PROBLEM STATEMENT: Print verbatim the lines of the entries from the one containing "Could you please spot the red" to the last, inclusive, and no others.

RECORDS FOR THE EXERCISE:
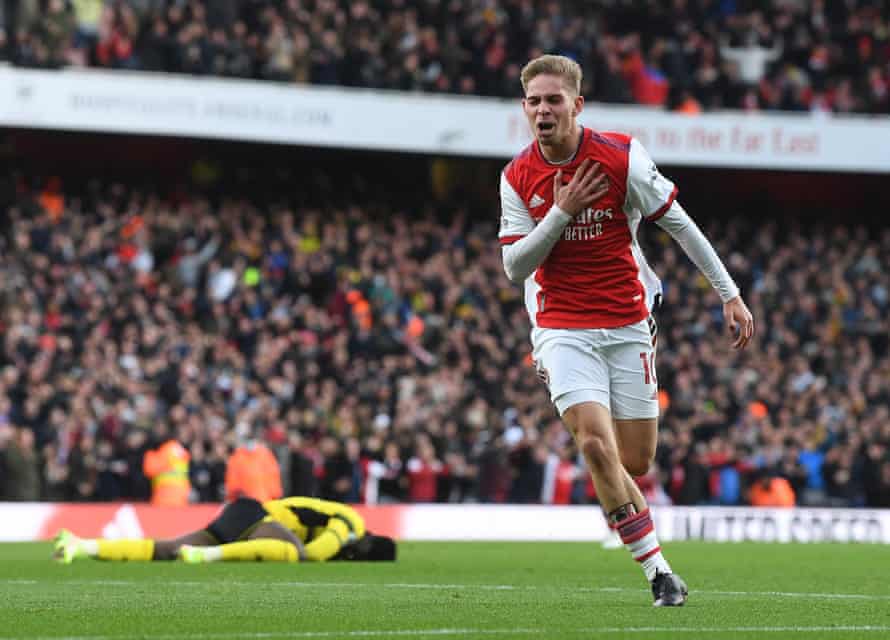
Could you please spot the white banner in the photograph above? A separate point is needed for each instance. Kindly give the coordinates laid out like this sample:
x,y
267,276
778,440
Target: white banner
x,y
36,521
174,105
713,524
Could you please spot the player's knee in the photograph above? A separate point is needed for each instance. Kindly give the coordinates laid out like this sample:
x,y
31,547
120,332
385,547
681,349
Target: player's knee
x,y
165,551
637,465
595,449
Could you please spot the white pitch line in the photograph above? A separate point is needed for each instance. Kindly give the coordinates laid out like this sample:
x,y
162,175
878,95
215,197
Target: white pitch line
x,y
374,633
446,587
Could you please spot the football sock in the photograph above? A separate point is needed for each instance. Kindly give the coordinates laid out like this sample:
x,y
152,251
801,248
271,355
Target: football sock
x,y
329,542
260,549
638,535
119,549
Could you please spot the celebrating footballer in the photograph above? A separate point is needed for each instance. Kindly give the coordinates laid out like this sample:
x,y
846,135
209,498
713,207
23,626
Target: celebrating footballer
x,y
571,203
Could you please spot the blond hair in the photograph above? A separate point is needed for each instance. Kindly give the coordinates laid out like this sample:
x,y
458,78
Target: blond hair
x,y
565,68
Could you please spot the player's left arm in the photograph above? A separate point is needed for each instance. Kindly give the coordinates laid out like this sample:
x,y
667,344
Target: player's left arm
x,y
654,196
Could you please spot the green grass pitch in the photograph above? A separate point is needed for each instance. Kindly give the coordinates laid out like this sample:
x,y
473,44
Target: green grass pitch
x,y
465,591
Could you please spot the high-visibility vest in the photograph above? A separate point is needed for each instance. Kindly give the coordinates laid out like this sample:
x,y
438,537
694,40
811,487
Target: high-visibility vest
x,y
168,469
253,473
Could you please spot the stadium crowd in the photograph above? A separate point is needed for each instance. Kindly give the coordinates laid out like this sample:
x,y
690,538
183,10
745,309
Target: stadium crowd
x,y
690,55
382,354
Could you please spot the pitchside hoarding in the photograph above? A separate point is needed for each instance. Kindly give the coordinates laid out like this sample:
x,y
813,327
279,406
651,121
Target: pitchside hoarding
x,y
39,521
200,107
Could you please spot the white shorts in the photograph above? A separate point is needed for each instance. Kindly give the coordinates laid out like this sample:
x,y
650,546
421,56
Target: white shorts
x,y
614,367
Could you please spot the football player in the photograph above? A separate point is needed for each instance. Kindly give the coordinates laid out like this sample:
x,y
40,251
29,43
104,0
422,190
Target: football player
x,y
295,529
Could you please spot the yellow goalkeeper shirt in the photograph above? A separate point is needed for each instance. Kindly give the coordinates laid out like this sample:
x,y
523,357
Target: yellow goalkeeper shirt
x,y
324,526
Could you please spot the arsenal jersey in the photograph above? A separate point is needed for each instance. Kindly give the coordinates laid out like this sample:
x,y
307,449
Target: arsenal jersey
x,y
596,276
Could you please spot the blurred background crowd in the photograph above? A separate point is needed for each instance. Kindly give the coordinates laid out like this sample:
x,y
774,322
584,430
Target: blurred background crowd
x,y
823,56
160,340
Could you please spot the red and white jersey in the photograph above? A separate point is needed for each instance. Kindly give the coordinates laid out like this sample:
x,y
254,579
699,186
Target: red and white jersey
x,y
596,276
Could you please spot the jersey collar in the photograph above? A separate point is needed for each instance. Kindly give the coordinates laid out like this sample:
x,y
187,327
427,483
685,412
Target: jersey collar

THE OUTPUT:
Could you please spot the red and white jersey in the photograph above? A separate point is needed for each instance. Kindly give the coordinates laid out like this sample:
x,y
254,579
699,186
Target: red and white jersey
x,y
596,276
Could you please spot the jersey collar in the photograph above? A separate point is needed for each instance. Kindly give the coordinates laid out like this sample:
x,y
187,327
427,483
685,412
Target: jersey collar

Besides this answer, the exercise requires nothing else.